═══ Provided data ═══

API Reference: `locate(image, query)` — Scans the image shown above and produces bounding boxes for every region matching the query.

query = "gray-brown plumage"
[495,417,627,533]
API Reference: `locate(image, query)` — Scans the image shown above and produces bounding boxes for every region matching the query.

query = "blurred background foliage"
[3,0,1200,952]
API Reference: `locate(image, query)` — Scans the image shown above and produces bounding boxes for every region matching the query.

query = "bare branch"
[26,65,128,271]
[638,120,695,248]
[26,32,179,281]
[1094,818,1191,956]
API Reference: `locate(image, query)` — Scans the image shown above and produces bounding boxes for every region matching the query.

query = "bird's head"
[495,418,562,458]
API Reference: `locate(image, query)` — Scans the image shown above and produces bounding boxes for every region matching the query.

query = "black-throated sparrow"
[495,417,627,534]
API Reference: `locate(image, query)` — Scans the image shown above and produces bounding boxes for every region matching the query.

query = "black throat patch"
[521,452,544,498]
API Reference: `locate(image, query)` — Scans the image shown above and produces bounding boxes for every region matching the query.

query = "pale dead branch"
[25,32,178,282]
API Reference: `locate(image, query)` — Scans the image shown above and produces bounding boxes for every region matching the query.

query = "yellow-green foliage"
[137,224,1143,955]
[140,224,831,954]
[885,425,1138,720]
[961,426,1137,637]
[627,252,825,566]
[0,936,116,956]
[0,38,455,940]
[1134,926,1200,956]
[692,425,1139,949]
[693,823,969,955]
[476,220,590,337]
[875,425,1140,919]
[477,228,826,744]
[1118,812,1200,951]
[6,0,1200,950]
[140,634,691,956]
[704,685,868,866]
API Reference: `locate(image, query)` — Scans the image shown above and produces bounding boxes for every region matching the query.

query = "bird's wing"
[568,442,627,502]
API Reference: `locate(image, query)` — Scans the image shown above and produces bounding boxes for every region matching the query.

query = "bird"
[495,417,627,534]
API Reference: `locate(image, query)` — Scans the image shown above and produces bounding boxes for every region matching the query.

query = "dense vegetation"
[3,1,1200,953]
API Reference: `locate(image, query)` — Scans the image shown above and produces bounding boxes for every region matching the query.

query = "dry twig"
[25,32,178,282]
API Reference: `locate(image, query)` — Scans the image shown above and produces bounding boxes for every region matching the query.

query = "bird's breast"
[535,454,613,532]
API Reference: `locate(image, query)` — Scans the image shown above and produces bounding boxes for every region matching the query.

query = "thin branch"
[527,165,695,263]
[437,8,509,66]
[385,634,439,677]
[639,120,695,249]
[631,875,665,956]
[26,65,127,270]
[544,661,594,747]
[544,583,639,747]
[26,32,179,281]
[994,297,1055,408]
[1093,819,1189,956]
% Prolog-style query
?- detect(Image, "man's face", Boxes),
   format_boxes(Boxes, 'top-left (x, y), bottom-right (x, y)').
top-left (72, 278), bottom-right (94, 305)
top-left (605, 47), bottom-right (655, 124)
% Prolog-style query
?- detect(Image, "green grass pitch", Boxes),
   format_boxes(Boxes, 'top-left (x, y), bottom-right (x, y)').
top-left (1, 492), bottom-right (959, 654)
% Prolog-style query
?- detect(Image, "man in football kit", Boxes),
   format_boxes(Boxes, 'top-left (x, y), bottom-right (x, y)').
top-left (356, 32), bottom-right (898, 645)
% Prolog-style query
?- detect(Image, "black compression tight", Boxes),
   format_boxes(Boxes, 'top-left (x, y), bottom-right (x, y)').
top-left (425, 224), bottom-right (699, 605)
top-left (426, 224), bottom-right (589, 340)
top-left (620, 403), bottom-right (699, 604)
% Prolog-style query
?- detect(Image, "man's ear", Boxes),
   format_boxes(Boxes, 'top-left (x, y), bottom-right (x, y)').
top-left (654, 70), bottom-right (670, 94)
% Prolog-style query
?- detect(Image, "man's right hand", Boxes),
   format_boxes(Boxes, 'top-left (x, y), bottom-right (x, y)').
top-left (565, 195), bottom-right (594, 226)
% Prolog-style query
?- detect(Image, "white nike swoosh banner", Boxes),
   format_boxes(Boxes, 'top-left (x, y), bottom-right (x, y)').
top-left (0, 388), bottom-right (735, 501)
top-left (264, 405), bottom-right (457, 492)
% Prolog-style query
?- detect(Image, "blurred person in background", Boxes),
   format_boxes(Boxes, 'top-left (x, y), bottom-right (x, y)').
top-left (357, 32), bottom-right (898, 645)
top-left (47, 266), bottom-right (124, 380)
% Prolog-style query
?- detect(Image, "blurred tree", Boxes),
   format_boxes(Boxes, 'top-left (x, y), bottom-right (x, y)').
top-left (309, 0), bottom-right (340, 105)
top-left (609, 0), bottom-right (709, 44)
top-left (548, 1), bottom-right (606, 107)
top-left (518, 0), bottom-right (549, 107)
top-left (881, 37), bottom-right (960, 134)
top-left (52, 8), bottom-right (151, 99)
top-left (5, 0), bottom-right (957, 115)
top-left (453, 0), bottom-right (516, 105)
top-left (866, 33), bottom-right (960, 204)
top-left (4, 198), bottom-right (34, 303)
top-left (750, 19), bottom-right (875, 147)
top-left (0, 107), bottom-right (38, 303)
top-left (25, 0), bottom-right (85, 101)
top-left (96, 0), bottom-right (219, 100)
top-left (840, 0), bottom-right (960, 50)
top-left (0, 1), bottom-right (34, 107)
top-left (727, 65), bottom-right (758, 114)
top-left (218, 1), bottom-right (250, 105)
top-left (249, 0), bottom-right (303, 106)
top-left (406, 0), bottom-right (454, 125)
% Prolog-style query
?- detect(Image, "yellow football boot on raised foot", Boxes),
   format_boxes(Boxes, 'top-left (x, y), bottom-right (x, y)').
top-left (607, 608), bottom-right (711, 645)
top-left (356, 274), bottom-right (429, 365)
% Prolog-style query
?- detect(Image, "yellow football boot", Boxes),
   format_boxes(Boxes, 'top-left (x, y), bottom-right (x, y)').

═══

**Problem to solve**
Each line of the material should be echoed exactly.

**Exercise answer**
API Reference: `locate(image, query)` — Scans the image shown above and produces bounding boxes for every region matching the query.

query = "gray-brown plumage"
[495,417,627,533]
API Reference: `locate(image, query)` — Scans the image shown above and produces bounding boxes for every region matching the query.

query = "blurred background foliage"
[3,0,1200,952]
API Reference: `locate(image, query)` — Scans the image shown above and produces bounding boxes for every region matching the query.

query = "bare branch"
[26,65,128,271]
[638,120,695,248]
[26,32,179,281]
[1094,818,1191,956]
API Reference: `locate(image, query)` — Scans the image shown above and produces bounding boxes for every region matching the query.

query = "bird's head"
[495,418,562,458]
API Reference: `locate(image, query)` — Scans the image shown above and produces bounding boxes for every region matching the query.

query = "black-throated sparrow"
[495,417,627,534]
API Reference: `locate(image, query)` — Scans the image shown above and produces bounding boxes for every region matching the query.

query = "black throat patch"
[521,452,544,498]
API Reference: `locate(image, query)` — Scans the image shown above and produces bounding boxes for every region matching the query.

query = "pale dead branch"
[25,32,178,282]
API Reference: `locate(image, query)` — Scans the image shown above and produces bounding boxes for every region matching the query.

query = "yellow-green foliage"
[137,224,1143,955]
[140,224,831,954]
[885,425,1138,720]
[961,426,1137,637]
[627,252,825,566]
[0,936,116,956]
[0,38,455,940]
[1134,926,1200,956]
[692,425,1139,949]
[693,823,969,955]
[476,220,590,337]
[875,425,1140,919]
[477,228,826,744]
[1118,812,1200,951]
[6,0,1200,950]
[140,634,691,956]
[704,685,868,866]
API Reference: `locate(image, query)` — Scans the image shown above and produces bounding boxes for every region matching the query.

query = "bird's wing"
[568,442,627,502]
API Reference: `locate(image, query)` — Scans the image shown above and produces bounding boxes for every region matching the query.

query = "bird"
[495,417,627,534]
API Reference: `locate(image, query)` — Scans the image shown above and produces bounding boxes for every region matching the query.

query = "dense vegetation"
[3,1,1200,953]
API Reference: `locate(image, query)` — Scans the image shown above and produces bounding boxes for every region matching the query.

query = "dry twig"
[25,32,178,282]
API Reference: `locate(image, query)` — Scans the image shown above and produces bounding boxes for every region matching the query.

query = "bird's breast"
[535,454,613,532]
API Reference: `locate(image, query)` — Scans the image shown above and produces bounding boxes for every region matching the query.

query = "thin branch"
[527,165,695,263]
[437,8,509,66]
[385,634,439,677]
[639,120,695,249]
[631,875,665,956]
[26,65,127,270]
[544,661,594,747]
[544,583,639,747]
[26,32,179,281]
[994,297,1055,408]
[1093,819,1189,956]
% Prolog-style query
?- detect(Image, "man's face", Boxes),
   format_boxes(Boxes, 'top-left (x, y), bottom-right (x, y)').
top-left (72, 278), bottom-right (94, 305)
top-left (605, 47), bottom-right (655, 124)
% Prolog-style query
?- detect(Image, "green grass pitch", Boxes),
   format_boxes(Boxes, 'top-left (x, y), bottom-right (x, y)').
top-left (1, 492), bottom-right (959, 654)
% Prolog-style query
?- detect(Image, "man in football kit", Boxes),
   format_boxes(Boxes, 'top-left (x, y), bottom-right (x, y)').
top-left (356, 32), bottom-right (898, 645)
% Prolog-style query
?- detect(Image, "black compression tight", Boxes),
   format_boxes(Boxes, 'top-left (x, y), bottom-right (x, y)').
top-left (425, 224), bottom-right (699, 605)
top-left (426, 224), bottom-right (589, 340)
top-left (620, 403), bottom-right (699, 604)
% Prolog-style query
?- detect(Image, "man's ear", Boxes),
   format_boxes(Boxes, 'top-left (x, y), bottom-right (x, y)').
top-left (654, 70), bottom-right (670, 94)
% Prolog-style query
?- detect(Image, "man's right hand", Boxes),
   format_boxes(Boxes, 'top-left (x, y), bottom-right (x, y)').
top-left (565, 195), bottom-right (594, 226)
% Prolog-style query
?- detect(Image, "white nike swoosh banner", Boxes),
   format_boxes(Boxes, 'top-left (x, y), bottom-right (x, y)').
top-left (0, 388), bottom-right (735, 501)
top-left (264, 405), bottom-right (457, 492)
% Prolog-style query
?- detect(Image, "blurred person in background", Boxes),
   format_boxes(Boxes, 'top-left (x, y), bottom-right (x, y)').
top-left (357, 32), bottom-right (898, 645)
top-left (47, 266), bottom-right (124, 380)
% Prolog-style query
?- detect(Image, "blurred tree", Boxes),
   format_boxes(Boxes, 'top-left (x, y), bottom-right (x, y)').
top-left (309, 0), bottom-right (340, 105)
top-left (609, 0), bottom-right (709, 44)
top-left (548, 1), bottom-right (606, 107)
top-left (518, 0), bottom-right (549, 107)
top-left (881, 37), bottom-right (960, 134)
top-left (52, 8), bottom-right (151, 99)
top-left (5, 0), bottom-right (957, 115)
top-left (453, 0), bottom-right (516, 105)
top-left (866, 33), bottom-right (960, 204)
top-left (4, 198), bottom-right (34, 303)
top-left (750, 19), bottom-right (875, 147)
top-left (0, 107), bottom-right (38, 303)
top-left (25, 0), bottom-right (85, 101)
top-left (96, 0), bottom-right (219, 100)
top-left (840, 0), bottom-right (960, 50)
top-left (0, 1), bottom-right (34, 107)
top-left (727, 65), bottom-right (758, 114)
top-left (218, 1), bottom-right (250, 105)
top-left (249, 0), bottom-right (303, 106)
top-left (406, 0), bottom-right (454, 125)
% Prolog-style query
?- detect(Image, "yellow football boot on raised foot", Boxes),
   format_boxes(Boxes, 'top-left (x, y), bottom-right (x, y)').
top-left (607, 608), bottom-right (711, 645)
top-left (356, 274), bottom-right (429, 365)
% Prolog-style query
?- detect(Image, "yellow football boot", Boxes),
   format_boxes(Boxes, 'top-left (x, y), bottom-right (x, y)').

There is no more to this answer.